For the sake of the reader’s convenience, Algorithm 1 for DARTS is cited from [3].

Algorithm 1 DARTS—Differentiable Architecture Search

1:: Create operation search space ${\bar{o}}^{(i, j)}$ parameterized by $α^{(i, j)}$ for each edge $(i, j)$
2:: while not converged do
3:: Update architecture $α$ by descending $\nabla_{α} L_{v a l} (w - \nabla_{α} L_{t r a i n} (w, α), α)$
4:: Update weights w by descending $\nabla_{w} L_{t r a i n} (w, α)$
5:: end while
6:: Derive the final architecture based on learned $α$ .

A negative phenomenon can occur: the weights of the appropriate operation could be dispersed, and irrelevant operations for an edge can be selected. This occurs because an invalid operation can have a higher weight than an adequate operation. The weights of several similar, adequate operations are divided once all such operations are considered important. In this paper, we refer to these phenomena as the vote dispersion problem.

● **ROWS**:
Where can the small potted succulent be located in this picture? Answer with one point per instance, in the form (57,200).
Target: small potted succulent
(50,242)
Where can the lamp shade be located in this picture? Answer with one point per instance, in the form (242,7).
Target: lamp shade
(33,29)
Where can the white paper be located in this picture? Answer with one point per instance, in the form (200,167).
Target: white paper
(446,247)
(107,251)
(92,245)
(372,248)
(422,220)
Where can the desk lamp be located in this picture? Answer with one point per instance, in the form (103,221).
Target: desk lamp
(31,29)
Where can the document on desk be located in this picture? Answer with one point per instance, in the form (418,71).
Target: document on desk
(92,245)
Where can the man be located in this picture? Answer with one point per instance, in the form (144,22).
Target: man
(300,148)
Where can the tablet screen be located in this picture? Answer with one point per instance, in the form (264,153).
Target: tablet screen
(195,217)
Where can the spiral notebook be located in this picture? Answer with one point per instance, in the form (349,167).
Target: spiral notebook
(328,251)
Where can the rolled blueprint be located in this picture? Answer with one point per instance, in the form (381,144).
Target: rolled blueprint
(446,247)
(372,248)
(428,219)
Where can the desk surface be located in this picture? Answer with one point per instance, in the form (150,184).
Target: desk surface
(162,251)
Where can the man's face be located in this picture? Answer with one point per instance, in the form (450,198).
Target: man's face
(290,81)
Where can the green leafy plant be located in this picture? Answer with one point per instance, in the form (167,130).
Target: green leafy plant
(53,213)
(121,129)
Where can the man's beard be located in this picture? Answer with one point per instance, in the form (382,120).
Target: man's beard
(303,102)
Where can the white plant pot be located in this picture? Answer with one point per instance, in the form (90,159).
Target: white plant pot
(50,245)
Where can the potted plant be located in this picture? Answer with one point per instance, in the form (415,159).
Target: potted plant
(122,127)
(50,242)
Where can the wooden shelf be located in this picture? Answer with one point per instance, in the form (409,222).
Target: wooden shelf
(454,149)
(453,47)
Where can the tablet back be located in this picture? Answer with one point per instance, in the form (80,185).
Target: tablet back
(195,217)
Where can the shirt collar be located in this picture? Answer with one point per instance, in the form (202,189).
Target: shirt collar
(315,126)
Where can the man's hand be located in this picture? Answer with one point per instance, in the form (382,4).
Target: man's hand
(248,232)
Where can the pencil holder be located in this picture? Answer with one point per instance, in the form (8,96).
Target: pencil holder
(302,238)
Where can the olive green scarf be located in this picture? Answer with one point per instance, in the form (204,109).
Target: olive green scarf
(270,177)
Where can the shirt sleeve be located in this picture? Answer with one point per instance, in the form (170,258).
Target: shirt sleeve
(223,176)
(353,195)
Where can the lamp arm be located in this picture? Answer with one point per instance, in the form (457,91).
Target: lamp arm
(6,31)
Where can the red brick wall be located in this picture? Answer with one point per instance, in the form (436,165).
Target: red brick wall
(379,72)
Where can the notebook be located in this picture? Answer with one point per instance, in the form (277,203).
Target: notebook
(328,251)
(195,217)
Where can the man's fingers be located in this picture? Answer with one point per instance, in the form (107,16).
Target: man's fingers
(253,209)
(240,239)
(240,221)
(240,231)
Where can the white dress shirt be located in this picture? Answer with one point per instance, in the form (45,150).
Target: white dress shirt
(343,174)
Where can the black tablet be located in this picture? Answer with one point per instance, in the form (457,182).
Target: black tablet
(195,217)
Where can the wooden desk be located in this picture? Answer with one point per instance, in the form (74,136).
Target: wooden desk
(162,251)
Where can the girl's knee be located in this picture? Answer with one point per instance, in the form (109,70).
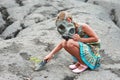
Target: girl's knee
(70,43)
(64,43)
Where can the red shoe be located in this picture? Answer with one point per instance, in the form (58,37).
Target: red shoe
(77,70)
(74,66)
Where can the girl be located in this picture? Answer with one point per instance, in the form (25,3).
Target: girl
(84,45)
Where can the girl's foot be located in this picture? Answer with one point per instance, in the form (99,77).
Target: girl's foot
(74,66)
(80,69)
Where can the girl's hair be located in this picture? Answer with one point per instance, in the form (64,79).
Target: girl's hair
(63,15)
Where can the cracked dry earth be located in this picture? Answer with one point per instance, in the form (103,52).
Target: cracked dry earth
(27,30)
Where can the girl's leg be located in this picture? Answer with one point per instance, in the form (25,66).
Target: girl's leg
(72,47)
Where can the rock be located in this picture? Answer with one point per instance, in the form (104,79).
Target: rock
(112,7)
(33,34)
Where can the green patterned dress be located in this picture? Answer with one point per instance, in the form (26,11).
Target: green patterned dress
(89,52)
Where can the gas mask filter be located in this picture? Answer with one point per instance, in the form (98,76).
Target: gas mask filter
(65,28)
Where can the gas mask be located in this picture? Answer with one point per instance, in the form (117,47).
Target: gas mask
(65,28)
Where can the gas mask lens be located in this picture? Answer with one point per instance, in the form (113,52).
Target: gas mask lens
(72,31)
(61,29)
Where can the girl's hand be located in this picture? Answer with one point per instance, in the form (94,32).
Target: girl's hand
(76,37)
(48,57)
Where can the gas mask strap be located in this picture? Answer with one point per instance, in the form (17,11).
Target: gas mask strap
(65,17)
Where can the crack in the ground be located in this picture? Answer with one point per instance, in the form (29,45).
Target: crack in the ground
(19,2)
(6,18)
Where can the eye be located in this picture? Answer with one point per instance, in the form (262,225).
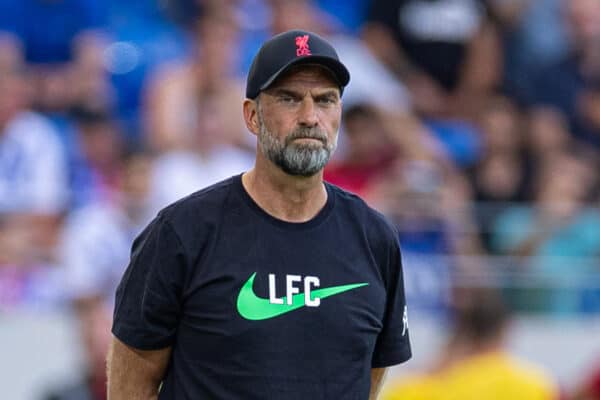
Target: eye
(287,99)
(327,100)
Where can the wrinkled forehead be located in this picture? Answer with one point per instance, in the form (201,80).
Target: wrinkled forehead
(312,75)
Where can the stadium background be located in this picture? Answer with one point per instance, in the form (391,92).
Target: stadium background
(474,125)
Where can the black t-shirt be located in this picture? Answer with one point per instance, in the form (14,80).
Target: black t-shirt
(214,275)
(434,34)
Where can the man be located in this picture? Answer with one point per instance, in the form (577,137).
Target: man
(271,284)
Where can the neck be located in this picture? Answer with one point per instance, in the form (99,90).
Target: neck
(286,197)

● **COMPLETE THE FOLLOWING**:
1) Summarize the DARTS passage in two sentences.
2) Write the next few sentences of the DARTS passage, picking up after its account of the vote dispersion problem.
The rows have no connection to the text about DARTS.

● **TASK-BY-TASK OUTPUTS**:
1) The passage reproduces the DARTS algorithm, which creates an operation search space parameterized by α for each edge, updates the architecture α and then the weights w in a loop until convergence, and derives the final architecture from the learned α. It then describes what it calls the vote dispersion problem, in which an invalid operation can receive a higher weight than an adequate one and the weights of several similar adequate operations are divided, so that irrelevant operations can be selected for an edge.

2)
Definition 1.

Vote Dispersion: Votes for the weight of meaningful but similar operations happen to be dispersed, and the weight of a meaningful operation becomes lower than that of a meaningless operation.

Thus, the possibility exists that meaningless operations can be selected because of the vote dispersion problem.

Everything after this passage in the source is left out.